Exercise description => Please count the lines below that contain the word "pane", and reply with that number alone.

++++ Information supplied

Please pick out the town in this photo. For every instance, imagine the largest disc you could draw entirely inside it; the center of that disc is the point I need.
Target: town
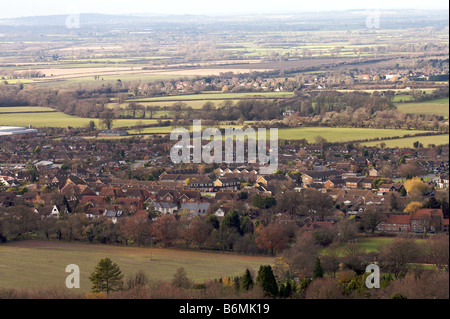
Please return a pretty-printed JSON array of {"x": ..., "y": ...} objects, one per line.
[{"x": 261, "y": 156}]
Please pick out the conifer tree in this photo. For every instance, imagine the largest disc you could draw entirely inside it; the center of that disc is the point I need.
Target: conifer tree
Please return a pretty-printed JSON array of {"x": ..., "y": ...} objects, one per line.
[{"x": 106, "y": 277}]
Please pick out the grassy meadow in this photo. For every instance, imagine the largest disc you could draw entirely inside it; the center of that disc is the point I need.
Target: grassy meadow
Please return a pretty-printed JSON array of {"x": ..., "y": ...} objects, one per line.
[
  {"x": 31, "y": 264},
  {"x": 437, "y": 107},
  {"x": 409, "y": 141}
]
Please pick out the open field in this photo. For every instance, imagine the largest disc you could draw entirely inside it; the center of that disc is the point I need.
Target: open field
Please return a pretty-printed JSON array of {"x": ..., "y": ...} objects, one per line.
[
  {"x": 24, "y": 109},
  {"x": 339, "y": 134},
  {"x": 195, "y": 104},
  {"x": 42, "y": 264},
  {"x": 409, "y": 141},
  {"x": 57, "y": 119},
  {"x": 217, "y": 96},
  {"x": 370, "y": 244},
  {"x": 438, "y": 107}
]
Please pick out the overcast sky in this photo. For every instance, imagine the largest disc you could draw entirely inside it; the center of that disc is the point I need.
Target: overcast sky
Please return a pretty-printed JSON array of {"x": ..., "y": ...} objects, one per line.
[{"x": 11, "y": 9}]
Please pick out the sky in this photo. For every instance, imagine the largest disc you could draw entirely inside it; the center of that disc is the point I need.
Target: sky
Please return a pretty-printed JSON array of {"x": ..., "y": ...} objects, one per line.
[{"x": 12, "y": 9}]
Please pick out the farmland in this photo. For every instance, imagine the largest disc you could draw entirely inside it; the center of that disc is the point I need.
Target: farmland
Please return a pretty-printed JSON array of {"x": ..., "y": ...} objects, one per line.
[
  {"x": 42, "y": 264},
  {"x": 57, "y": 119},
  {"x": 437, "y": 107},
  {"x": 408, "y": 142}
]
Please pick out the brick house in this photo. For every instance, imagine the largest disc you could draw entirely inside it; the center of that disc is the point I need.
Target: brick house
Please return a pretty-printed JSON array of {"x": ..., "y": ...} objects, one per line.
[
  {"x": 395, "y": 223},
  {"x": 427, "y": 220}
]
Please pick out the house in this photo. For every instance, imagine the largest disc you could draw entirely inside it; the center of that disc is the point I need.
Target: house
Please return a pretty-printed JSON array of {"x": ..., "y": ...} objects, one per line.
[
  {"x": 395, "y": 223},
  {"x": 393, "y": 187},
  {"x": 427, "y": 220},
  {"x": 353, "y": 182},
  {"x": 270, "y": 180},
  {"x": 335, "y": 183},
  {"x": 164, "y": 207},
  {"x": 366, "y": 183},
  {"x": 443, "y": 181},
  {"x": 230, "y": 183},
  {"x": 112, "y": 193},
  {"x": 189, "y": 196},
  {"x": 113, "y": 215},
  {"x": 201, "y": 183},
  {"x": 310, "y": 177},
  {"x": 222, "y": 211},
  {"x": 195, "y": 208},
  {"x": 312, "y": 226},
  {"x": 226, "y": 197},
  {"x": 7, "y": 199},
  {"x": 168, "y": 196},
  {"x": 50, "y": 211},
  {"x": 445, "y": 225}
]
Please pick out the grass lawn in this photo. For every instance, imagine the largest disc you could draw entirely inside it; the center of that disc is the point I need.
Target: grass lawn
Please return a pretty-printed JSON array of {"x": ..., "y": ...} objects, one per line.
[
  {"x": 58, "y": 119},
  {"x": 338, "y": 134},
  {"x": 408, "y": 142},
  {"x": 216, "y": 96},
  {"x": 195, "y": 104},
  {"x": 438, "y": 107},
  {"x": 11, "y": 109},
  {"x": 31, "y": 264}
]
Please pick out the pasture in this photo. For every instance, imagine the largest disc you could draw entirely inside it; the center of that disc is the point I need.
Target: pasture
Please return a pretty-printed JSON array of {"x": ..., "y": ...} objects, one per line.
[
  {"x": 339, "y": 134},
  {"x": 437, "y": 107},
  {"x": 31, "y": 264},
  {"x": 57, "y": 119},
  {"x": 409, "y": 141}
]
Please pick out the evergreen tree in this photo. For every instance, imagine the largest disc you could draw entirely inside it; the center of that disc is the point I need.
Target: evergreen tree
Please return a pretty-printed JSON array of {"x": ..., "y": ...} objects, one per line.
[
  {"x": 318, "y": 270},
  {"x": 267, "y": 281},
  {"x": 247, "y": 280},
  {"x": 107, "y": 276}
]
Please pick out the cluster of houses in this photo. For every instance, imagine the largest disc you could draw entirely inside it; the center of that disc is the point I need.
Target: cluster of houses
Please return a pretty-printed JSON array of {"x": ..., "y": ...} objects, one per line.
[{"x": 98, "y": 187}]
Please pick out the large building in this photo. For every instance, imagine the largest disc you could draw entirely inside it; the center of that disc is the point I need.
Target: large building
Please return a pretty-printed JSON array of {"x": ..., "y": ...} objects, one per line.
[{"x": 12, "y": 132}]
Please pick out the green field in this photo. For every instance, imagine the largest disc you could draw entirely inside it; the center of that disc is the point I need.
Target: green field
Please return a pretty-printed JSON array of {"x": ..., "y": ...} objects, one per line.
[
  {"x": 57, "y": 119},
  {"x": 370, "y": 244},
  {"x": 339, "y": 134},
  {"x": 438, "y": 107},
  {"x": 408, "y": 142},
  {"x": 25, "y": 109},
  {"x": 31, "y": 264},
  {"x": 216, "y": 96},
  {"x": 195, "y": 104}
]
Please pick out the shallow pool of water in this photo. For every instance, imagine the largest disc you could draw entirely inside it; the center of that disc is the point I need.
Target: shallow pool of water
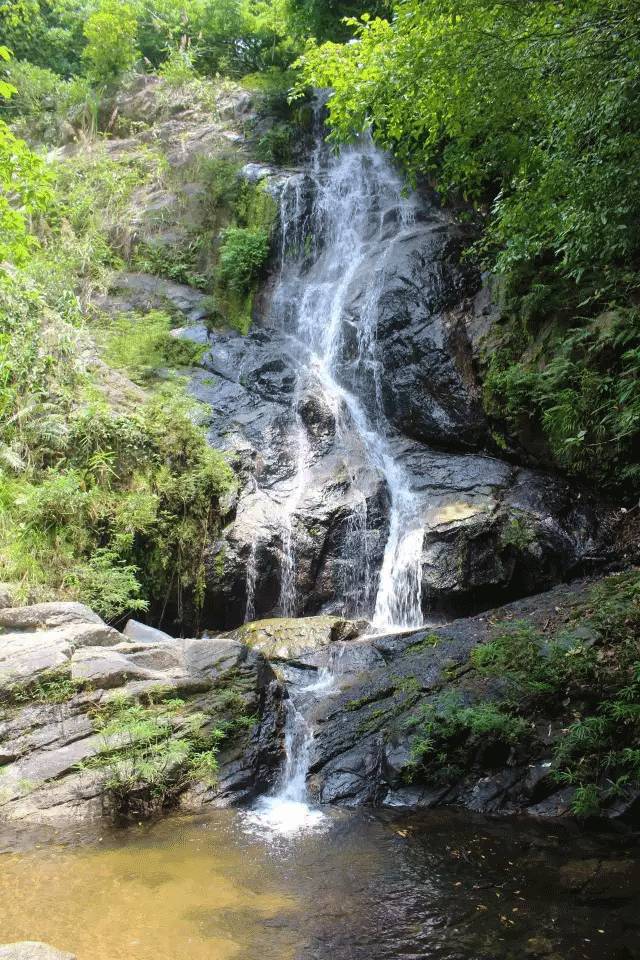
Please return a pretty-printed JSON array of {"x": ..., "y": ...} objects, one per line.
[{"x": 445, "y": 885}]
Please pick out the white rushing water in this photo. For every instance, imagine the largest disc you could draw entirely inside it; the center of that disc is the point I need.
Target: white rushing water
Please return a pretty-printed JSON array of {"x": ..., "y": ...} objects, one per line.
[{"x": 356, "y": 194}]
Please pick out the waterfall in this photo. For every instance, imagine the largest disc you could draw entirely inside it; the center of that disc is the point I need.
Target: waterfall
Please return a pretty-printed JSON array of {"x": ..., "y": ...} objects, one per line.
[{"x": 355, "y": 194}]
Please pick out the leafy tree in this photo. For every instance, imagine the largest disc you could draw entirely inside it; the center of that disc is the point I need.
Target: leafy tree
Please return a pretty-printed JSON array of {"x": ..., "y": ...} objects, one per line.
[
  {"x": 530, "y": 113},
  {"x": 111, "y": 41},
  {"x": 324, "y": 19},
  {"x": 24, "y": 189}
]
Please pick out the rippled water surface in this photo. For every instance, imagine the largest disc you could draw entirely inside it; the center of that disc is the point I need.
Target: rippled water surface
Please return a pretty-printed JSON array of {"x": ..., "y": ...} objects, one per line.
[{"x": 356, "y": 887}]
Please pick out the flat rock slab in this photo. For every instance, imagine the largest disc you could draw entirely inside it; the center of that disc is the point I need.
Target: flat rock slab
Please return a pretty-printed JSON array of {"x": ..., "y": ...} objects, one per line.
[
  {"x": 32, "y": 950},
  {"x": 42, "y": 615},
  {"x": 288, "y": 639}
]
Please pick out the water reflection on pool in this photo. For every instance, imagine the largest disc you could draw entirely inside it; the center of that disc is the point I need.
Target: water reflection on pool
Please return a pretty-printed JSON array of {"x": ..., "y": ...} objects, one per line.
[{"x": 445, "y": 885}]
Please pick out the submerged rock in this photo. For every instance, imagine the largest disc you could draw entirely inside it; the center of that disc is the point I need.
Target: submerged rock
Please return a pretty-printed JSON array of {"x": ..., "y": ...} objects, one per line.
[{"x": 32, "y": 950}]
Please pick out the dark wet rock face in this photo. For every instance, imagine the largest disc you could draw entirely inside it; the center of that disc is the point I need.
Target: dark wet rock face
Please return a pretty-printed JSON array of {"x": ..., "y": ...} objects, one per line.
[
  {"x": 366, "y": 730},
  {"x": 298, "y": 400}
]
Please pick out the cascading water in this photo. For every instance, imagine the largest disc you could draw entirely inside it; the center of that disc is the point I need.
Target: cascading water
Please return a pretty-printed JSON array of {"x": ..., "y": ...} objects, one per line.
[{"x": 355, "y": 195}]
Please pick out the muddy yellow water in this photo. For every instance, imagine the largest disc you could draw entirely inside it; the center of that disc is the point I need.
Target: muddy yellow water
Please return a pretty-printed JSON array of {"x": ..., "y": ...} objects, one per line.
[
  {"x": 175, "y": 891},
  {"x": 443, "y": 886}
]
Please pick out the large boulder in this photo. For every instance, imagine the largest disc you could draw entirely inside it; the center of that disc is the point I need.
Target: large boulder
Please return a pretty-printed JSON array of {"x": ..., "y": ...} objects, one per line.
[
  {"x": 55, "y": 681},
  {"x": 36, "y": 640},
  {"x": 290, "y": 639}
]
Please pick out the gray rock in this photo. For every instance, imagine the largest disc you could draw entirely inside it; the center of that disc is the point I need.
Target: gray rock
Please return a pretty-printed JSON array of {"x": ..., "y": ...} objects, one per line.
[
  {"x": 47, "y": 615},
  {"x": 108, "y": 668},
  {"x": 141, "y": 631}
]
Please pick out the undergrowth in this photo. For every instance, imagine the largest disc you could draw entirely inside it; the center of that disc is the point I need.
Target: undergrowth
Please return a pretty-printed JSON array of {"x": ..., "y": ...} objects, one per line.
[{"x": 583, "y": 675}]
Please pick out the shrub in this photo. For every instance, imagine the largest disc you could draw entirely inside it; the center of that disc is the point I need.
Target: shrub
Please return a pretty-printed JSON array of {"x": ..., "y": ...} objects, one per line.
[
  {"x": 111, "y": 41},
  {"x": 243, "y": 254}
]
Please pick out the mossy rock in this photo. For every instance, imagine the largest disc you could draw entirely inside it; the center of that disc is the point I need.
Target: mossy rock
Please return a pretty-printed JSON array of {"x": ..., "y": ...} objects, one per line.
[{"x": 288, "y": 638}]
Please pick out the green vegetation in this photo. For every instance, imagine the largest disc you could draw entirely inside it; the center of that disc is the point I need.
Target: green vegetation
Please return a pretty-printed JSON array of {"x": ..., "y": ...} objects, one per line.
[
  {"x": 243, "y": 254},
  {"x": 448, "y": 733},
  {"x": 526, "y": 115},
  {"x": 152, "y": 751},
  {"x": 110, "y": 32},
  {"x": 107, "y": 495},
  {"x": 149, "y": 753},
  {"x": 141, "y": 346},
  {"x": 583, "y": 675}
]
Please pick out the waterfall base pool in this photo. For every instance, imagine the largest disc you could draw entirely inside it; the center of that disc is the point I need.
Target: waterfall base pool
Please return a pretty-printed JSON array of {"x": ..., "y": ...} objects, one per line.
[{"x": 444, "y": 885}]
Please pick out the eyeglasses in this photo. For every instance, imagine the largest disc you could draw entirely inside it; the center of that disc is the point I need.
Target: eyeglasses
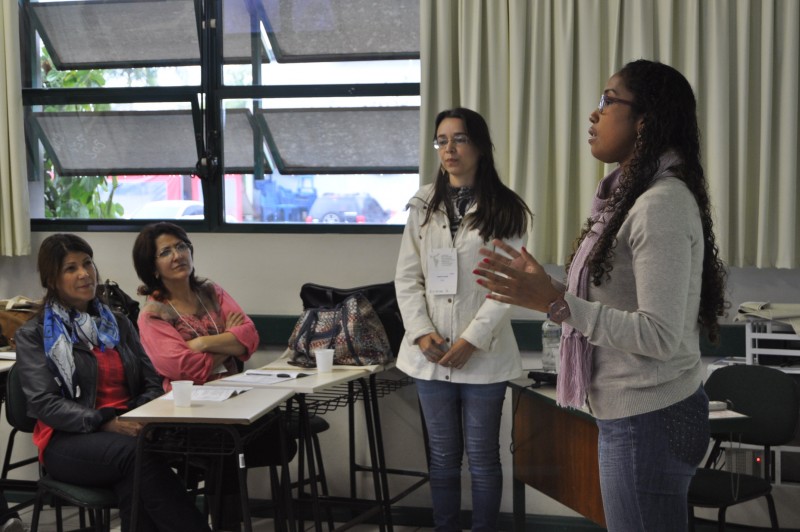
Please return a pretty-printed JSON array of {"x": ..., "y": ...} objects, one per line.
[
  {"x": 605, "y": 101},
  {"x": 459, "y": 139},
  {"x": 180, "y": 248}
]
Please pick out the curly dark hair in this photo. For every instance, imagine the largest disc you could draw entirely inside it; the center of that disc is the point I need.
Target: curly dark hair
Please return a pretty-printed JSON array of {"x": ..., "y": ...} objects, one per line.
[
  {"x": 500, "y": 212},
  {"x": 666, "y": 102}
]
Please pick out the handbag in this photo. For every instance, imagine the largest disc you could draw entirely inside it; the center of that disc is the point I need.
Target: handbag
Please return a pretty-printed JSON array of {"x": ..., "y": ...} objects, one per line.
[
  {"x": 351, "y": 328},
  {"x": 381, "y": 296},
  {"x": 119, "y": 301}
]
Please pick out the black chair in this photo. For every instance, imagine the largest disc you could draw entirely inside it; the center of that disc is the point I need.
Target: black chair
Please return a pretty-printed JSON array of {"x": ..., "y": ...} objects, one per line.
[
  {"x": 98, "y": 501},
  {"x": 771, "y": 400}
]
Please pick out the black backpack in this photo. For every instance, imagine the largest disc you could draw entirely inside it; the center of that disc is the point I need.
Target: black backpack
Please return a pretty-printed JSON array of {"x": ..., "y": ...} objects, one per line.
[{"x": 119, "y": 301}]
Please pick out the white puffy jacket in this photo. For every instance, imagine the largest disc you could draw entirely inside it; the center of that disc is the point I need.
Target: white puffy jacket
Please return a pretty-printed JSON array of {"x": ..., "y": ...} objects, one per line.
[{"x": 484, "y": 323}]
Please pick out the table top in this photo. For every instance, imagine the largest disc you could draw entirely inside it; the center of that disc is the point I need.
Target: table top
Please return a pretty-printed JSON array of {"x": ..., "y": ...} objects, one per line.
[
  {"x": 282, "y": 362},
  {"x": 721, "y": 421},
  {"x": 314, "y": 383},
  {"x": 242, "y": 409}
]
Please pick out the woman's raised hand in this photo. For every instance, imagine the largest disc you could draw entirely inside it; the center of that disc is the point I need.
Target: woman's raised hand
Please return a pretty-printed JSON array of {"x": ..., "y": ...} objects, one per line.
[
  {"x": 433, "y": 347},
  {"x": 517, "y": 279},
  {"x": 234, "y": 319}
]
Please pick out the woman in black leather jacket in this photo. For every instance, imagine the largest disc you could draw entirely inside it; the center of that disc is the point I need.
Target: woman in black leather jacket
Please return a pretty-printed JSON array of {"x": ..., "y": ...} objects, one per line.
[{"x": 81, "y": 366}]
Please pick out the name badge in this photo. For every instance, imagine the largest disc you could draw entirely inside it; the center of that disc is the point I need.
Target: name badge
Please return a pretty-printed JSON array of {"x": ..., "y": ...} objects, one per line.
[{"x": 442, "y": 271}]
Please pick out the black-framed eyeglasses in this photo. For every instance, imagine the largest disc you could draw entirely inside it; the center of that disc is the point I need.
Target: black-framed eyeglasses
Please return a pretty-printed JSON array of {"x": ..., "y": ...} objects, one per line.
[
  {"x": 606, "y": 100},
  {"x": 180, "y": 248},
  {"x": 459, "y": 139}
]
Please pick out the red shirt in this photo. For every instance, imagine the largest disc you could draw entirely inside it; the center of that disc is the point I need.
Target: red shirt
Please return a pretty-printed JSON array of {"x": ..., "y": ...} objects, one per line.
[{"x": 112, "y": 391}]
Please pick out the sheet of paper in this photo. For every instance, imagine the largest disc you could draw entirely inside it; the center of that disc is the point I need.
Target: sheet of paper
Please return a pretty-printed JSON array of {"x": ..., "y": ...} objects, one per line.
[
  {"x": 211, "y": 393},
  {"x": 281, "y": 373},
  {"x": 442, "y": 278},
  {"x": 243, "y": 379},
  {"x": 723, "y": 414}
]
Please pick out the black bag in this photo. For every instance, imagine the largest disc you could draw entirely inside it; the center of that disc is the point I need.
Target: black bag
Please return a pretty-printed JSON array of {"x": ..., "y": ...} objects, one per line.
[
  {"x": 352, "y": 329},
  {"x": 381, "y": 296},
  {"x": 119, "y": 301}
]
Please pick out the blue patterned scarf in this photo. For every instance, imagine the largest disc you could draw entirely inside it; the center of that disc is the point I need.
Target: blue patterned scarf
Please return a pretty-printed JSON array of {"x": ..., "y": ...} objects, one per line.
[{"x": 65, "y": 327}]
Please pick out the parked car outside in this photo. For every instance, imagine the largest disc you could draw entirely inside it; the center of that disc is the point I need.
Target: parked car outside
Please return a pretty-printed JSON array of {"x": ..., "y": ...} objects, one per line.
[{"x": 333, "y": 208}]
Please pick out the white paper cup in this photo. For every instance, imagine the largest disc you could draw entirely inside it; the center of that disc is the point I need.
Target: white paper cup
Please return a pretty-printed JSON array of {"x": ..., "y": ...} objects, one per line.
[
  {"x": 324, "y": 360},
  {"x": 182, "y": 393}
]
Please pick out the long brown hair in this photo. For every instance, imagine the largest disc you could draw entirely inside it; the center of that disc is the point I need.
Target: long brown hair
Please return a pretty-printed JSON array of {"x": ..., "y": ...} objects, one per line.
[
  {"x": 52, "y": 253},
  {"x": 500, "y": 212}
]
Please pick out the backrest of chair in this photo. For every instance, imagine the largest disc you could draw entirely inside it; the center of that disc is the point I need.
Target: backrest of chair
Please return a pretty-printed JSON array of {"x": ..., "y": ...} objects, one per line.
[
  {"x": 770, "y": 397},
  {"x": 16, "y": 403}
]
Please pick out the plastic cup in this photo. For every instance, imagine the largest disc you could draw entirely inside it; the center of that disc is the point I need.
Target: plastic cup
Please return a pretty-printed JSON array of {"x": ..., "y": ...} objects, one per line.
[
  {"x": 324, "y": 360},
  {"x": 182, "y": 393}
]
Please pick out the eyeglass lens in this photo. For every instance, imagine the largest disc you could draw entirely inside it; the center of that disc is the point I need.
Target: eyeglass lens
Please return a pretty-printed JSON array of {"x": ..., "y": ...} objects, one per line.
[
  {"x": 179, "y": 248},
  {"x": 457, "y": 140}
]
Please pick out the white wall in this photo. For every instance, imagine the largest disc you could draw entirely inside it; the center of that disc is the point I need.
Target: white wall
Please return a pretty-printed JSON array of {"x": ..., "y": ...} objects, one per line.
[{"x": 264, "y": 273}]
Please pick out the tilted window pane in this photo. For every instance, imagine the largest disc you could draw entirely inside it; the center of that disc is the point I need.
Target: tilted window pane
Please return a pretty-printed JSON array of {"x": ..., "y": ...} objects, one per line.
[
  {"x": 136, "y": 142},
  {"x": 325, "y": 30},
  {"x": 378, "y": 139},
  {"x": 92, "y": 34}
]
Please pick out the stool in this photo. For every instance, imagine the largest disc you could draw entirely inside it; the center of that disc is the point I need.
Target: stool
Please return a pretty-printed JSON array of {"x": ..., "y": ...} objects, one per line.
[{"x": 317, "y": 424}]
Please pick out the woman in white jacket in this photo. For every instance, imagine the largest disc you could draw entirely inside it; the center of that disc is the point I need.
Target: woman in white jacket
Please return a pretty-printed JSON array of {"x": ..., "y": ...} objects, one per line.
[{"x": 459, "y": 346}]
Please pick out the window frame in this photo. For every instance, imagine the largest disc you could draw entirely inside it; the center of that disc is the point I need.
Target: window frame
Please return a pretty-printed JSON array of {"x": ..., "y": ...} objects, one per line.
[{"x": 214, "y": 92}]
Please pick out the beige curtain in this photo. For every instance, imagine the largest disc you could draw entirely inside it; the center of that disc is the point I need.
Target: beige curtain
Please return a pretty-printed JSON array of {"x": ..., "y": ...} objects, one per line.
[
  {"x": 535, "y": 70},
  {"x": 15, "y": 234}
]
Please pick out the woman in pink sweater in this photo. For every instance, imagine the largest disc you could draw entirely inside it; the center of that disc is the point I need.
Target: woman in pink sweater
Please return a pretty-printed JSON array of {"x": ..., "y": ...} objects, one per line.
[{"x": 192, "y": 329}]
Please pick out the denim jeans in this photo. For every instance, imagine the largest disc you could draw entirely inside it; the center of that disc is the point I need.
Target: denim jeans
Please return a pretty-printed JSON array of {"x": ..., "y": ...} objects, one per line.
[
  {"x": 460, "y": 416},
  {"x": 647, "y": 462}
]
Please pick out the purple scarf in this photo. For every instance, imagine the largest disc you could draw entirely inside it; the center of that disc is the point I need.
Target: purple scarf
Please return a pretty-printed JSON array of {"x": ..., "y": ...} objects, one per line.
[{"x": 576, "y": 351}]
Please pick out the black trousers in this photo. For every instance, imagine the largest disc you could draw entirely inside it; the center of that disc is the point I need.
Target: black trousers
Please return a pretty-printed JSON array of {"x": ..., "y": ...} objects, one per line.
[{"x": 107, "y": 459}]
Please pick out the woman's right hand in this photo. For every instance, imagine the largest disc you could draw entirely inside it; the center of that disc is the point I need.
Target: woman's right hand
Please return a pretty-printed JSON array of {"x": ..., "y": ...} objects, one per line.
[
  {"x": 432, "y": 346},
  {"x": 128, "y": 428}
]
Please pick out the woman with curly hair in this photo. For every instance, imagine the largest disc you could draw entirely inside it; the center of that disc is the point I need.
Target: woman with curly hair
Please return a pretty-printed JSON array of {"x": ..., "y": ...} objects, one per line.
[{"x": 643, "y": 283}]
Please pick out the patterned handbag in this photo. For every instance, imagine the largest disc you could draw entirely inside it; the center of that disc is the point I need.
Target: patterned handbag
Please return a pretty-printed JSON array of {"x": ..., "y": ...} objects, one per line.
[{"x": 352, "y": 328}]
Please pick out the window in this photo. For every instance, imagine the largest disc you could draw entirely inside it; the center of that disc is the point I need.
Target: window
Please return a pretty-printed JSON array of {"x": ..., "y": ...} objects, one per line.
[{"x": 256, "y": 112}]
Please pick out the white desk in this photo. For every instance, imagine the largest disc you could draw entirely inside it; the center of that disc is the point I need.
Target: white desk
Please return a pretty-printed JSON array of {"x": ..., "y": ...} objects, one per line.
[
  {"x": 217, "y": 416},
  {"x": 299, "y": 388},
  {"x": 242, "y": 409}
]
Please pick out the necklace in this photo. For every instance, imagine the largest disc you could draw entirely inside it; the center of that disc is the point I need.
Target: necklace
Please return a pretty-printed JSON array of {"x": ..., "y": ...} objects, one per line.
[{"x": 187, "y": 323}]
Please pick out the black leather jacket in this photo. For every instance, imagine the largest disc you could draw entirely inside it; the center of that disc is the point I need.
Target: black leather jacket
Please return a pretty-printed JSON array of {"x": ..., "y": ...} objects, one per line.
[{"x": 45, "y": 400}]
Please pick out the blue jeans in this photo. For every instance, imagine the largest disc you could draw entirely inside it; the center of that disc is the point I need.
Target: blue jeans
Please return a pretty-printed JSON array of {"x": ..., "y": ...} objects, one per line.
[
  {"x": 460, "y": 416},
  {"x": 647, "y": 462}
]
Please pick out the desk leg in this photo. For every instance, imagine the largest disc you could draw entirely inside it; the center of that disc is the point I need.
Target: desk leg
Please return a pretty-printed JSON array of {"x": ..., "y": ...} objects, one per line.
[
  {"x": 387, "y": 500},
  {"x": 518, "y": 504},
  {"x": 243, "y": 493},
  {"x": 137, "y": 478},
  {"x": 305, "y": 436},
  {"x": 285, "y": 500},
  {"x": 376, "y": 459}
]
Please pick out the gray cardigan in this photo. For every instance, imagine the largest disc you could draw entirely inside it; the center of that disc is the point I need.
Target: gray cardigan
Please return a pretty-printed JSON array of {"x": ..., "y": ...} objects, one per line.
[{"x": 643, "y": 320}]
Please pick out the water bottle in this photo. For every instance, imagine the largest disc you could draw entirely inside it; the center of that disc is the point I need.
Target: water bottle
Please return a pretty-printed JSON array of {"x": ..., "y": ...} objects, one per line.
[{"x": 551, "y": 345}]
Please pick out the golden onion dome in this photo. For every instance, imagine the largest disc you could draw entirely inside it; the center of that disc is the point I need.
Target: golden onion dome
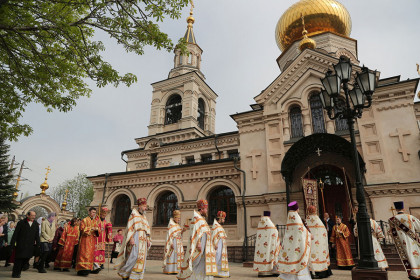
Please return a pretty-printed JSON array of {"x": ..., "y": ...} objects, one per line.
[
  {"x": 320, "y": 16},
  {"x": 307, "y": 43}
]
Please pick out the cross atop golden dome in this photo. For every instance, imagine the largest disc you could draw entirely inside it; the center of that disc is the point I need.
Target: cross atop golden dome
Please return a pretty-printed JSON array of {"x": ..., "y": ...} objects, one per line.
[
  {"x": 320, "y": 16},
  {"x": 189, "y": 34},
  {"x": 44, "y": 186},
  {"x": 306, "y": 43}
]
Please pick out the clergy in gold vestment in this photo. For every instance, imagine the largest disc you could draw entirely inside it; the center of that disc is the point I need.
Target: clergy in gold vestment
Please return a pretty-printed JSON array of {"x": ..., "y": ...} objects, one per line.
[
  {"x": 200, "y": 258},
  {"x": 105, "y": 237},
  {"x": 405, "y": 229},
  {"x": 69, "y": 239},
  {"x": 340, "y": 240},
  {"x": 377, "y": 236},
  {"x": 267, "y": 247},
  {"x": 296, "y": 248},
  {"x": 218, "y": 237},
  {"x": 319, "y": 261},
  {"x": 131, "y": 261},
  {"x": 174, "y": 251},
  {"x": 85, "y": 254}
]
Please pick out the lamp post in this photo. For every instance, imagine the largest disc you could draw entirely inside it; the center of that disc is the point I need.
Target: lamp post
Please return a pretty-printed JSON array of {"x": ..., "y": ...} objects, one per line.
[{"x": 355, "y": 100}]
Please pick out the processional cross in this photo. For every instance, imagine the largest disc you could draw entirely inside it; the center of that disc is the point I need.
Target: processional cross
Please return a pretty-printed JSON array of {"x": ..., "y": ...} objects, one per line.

++++++++

Exercise answer => 2